DATASET CONTENT

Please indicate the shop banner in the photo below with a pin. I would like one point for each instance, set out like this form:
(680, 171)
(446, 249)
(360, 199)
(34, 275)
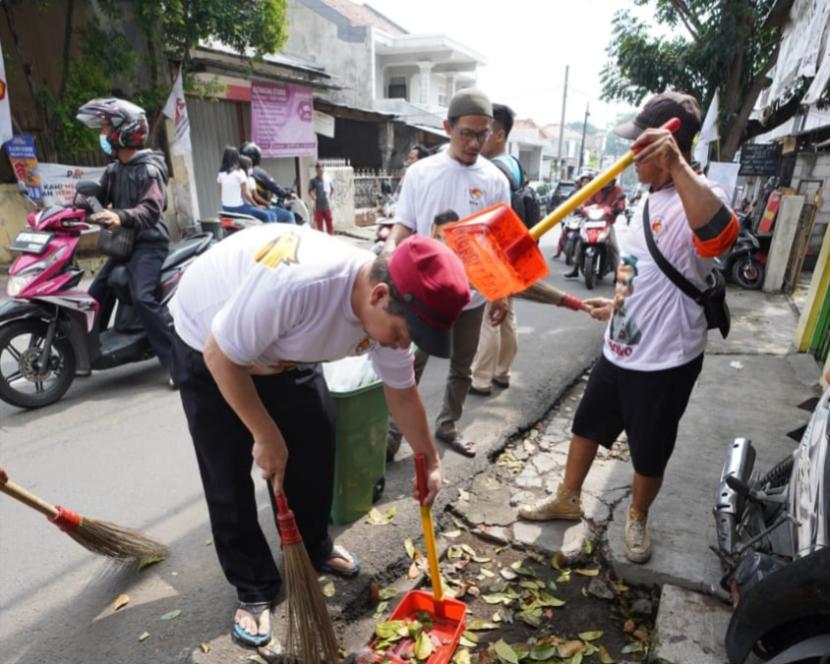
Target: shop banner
(21, 150)
(282, 120)
(176, 110)
(5, 111)
(58, 181)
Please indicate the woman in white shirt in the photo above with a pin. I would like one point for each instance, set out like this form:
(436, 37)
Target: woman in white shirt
(236, 196)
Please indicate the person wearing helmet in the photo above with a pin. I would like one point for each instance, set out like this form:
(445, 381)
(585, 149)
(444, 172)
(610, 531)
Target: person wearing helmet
(266, 186)
(612, 198)
(134, 194)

TASK
Each entry above should be written out verbatim, minus its pictures.

SOLUTION TO THIS TASK
Please indicate the shop banner in the photo below with a pin. I would like one point for each instance, set out like this form:
(680, 171)
(446, 249)
(360, 199)
(34, 275)
Target: shop banner
(21, 150)
(282, 120)
(176, 110)
(5, 111)
(58, 181)
Please indicate the woman in white shirt in the photo above with a pin. I would like one point for each instance, set out like this form:
(436, 37)
Target: woman in white shirt
(236, 196)
Please indicate the person wearing helmet in the photo above with a pin. I would like one point for each instance, set out like this form:
(445, 381)
(585, 149)
(444, 172)
(610, 531)
Target: person wearing helmet
(266, 186)
(612, 198)
(134, 194)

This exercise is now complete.